Find every line with the string "white" in the material below and copy it.
>>>
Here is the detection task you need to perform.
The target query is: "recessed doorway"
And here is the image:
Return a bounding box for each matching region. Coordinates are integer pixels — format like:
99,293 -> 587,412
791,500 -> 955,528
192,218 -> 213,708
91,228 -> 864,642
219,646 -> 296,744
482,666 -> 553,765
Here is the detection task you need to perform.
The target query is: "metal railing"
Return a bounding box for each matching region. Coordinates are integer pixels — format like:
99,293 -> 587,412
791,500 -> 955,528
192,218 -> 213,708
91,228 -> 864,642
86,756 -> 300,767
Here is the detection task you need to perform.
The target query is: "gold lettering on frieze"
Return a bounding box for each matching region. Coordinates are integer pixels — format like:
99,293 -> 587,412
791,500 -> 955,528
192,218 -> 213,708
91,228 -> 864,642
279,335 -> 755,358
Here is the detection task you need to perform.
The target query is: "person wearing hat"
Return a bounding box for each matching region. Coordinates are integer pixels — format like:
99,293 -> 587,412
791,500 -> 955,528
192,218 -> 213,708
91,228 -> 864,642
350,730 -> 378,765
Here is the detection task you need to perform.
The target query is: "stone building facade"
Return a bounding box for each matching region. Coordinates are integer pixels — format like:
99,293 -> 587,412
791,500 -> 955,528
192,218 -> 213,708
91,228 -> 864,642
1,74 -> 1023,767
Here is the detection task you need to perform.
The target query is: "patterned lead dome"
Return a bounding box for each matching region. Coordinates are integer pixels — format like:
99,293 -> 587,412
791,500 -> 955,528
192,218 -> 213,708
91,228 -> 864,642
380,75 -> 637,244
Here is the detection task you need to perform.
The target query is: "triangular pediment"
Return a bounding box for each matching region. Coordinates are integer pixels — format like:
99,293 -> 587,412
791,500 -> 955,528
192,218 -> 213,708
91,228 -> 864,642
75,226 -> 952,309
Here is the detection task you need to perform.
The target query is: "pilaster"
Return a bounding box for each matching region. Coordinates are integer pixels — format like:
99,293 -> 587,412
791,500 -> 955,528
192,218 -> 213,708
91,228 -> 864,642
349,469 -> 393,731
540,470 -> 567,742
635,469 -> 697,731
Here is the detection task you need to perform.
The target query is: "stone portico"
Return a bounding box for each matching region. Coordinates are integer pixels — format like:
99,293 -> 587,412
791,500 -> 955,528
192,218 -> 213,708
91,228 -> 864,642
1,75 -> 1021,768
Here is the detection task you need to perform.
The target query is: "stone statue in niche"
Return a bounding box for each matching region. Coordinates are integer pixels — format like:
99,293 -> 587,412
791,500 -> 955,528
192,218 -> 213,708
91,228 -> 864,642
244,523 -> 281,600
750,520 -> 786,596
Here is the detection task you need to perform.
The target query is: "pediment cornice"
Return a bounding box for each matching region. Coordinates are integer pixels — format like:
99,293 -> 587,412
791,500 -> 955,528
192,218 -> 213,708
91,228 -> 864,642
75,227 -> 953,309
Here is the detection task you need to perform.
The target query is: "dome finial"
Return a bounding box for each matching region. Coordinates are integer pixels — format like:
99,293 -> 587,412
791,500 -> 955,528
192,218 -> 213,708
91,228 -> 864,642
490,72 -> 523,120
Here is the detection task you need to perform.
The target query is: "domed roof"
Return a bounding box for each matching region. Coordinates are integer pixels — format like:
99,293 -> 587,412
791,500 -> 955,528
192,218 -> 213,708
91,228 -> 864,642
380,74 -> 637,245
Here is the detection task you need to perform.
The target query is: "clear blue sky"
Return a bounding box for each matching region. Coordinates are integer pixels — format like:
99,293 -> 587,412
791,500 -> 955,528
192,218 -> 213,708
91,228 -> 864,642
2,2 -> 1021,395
<<<
>>>
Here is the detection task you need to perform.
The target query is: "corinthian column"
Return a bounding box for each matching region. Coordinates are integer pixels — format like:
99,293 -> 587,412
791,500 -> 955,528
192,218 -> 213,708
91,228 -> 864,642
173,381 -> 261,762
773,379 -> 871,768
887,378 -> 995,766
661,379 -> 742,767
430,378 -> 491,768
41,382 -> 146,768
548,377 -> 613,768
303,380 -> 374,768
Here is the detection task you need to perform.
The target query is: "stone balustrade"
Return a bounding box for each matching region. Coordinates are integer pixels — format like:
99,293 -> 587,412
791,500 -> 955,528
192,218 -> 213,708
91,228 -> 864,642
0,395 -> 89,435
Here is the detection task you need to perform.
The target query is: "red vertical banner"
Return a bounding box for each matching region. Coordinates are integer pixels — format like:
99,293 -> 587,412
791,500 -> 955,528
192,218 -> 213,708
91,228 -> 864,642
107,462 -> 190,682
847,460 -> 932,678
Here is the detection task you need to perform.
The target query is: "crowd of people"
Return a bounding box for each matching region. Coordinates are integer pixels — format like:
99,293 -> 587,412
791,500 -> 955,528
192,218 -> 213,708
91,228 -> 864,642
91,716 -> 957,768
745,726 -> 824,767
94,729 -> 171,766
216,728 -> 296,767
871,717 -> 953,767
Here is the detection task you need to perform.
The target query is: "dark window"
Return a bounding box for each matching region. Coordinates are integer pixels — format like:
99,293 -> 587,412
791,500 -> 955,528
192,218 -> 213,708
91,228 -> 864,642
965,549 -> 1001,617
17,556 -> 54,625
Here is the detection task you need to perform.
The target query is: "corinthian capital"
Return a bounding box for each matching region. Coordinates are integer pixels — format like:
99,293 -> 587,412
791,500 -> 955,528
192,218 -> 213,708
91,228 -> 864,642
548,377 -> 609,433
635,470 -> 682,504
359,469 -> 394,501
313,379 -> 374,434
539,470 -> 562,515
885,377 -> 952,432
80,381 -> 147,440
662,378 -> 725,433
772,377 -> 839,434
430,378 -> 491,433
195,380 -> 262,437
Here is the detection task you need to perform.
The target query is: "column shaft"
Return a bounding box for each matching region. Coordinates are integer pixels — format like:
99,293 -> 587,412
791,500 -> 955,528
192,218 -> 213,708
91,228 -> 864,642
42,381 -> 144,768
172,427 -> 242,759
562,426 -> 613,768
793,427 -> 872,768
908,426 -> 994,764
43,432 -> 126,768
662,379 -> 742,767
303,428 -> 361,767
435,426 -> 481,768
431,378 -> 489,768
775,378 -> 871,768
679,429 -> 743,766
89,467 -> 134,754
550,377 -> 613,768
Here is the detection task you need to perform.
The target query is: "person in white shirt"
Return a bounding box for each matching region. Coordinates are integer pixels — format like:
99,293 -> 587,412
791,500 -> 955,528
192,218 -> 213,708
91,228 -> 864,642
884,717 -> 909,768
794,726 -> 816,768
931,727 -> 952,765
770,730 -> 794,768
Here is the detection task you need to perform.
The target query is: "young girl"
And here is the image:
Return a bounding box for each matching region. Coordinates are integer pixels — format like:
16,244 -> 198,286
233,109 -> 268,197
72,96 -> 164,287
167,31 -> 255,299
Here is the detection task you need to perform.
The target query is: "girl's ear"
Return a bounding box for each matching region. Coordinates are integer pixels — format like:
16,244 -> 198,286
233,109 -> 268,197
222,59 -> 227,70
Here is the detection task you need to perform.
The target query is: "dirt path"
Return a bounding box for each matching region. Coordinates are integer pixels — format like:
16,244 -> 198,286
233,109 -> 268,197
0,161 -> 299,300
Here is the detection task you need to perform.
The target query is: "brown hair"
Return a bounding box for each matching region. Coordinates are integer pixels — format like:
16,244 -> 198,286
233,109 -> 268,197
<<<
>>>
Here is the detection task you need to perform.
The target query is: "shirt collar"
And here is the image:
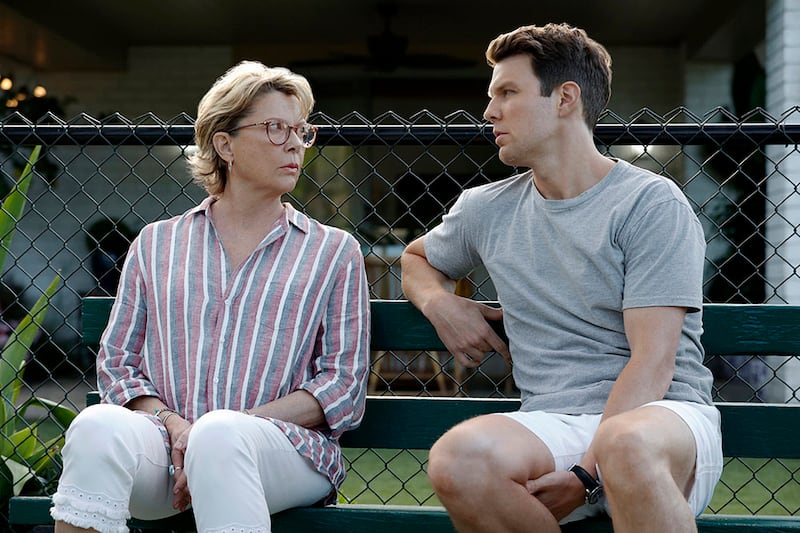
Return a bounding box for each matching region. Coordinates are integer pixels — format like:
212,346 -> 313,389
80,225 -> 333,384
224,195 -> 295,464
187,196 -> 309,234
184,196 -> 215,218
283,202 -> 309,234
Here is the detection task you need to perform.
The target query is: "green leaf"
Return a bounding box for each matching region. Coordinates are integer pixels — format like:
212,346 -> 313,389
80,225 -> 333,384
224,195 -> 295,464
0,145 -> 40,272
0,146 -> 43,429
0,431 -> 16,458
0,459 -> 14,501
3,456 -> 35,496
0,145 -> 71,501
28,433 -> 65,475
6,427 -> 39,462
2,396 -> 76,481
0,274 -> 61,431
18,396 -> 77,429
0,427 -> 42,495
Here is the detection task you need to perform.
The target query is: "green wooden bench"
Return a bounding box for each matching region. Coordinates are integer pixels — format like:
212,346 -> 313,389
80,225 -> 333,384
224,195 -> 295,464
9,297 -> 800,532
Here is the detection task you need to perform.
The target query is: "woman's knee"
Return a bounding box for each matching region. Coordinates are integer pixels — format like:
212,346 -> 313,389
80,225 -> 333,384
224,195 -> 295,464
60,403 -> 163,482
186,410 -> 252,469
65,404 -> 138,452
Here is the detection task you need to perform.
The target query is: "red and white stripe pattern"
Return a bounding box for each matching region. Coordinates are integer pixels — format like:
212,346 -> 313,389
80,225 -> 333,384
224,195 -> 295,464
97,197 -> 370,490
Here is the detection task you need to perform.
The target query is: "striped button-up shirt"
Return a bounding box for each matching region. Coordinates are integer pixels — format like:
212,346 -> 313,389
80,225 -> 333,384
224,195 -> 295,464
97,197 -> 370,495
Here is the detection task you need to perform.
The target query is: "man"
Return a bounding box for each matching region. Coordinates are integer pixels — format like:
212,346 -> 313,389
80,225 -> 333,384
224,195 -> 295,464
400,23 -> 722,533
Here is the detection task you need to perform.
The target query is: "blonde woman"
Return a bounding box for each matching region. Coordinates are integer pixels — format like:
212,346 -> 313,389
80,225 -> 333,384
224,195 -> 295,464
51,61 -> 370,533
<<<
● COMPLETED TASK
The target query is: "person in white shirt"
The target query is: "red and white stripe pattern"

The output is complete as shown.